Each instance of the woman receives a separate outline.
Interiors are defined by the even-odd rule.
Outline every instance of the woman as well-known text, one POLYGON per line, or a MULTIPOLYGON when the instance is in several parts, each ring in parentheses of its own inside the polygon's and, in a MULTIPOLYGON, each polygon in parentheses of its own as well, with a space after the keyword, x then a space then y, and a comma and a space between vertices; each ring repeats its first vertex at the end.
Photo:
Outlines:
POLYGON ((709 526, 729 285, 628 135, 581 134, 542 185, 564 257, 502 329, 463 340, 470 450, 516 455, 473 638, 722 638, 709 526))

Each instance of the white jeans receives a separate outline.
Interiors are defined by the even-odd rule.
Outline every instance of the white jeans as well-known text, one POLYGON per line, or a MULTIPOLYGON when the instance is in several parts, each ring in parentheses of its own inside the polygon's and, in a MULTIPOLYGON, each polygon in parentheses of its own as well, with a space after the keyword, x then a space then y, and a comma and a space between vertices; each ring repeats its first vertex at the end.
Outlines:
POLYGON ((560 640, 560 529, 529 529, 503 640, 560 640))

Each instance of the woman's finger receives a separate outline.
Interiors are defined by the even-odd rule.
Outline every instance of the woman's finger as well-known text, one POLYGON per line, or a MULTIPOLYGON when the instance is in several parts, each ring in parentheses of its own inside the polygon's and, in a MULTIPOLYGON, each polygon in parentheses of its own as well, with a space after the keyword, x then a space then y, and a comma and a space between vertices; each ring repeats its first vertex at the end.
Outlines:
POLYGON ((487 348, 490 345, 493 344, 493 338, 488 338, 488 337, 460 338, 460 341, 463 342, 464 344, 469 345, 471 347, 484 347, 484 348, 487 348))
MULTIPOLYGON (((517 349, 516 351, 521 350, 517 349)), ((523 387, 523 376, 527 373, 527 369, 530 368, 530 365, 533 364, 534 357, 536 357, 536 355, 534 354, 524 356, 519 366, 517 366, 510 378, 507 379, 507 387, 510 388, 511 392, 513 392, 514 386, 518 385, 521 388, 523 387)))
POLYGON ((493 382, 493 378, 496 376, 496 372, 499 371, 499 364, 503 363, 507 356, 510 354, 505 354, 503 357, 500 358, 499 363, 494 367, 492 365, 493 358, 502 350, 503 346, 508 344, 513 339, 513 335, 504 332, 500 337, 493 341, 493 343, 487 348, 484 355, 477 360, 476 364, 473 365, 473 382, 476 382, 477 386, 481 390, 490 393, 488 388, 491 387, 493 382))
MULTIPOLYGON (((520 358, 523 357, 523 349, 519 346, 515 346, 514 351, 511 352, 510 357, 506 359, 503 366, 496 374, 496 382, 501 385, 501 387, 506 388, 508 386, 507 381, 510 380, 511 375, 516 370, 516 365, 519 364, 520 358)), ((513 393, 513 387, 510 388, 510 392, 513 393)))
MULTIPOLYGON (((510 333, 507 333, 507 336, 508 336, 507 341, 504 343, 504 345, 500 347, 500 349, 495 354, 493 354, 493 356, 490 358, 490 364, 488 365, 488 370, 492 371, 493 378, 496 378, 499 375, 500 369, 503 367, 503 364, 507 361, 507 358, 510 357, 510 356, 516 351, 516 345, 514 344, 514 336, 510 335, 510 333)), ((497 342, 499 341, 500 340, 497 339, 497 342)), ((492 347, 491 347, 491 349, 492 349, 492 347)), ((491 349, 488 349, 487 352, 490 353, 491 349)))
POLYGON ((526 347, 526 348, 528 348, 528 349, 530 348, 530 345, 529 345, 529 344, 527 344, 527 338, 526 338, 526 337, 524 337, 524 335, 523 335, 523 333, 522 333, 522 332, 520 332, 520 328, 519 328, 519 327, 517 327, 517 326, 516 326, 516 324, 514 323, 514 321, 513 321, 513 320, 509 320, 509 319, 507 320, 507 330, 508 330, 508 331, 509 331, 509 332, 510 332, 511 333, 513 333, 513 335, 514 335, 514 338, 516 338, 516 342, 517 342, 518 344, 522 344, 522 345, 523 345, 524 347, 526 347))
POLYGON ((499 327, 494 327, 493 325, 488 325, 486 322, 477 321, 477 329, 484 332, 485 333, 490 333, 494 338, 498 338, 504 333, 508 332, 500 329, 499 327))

☆ ☆ ☆ ☆ ☆

**DIRECTIONS FOR THIS TASK:** Render the items from the line with "Each instance of the woman's" to the line with "MULTIPOLYGON (((520 358, 523", both lines included, as a two-column CSV with the headers instruction and outlines. Give one row per item, with its text and its answer each in a single quoted field and line breaks replaced by spaces.

**EXERCISE SOLUTION:**
instruction,outlines
"Each instance of the woman's finger receives a separate outline. Interiors are defined by the even-odd rule. Outline every instance of the woman's finger as well-known text, one POLYGON per line, or a MULTIPOLYGON when the instance is in several parts, each ring in parentheses of its own inside the polygon's and, in a MULTIPOLYGON, each polygon in parentheses of its own as well, with a space after the keyword, x then a space then y, and a comma and a space between vertices; each ring repeats its first vertex at the end. Outlines:","POLYGON ((487 348, 490 345, 493 344, 493 338, 488 338, 488 337, 460 338, 460 341, 463 342, 464 344, 469 345, 471 347, 484 347, 484 348, 487 348)) MULTIPOLYGON (((517 349, 516 351, 521 350, 517 349)), ((523 387, 523 376, 527 373, 527 369, 530 368, 530 365, 533 364, 534 357, 536 357, 536 355, 534 354, 524 356, 519 366, 517 366, 510 378, 507 379, 507 387, 510 388, 511 392, 513 392, 514 386, 518 385, 521 388, 523 387))) POLYGON ((493 382, 493 378, 496 376, 496 372, 499 371, 499 364, 503 363, 507 356, 510 354, 505 354, 503 357, 500 358, 499 363, 494 367, 492 365, 493 358, 502 350, 503 346, 508 344, 513 339, 513 335, 504 332, 500 337, 493 341, 493 343, 487 348, 484 355, 477 360, 476 364, 473 365, 473 382, 476 382, 477 386, 481 390, 490 393, 488 388, 491 387, 493 382)) MULTIPOLYGON (((520 358, 523 357, 523 349, 519 346, 515 346, 514 351, 511 352, 510 357, 506 359, 503 366, 496 374, 496 382, 501 385, 501 387, 506 388, 508 386, 507 381, 510 380, 511 375, 516 370, 516 365, 519 364, 520 358)), ((513 393, 513 387, 510 388, 510 392, 513 393)))"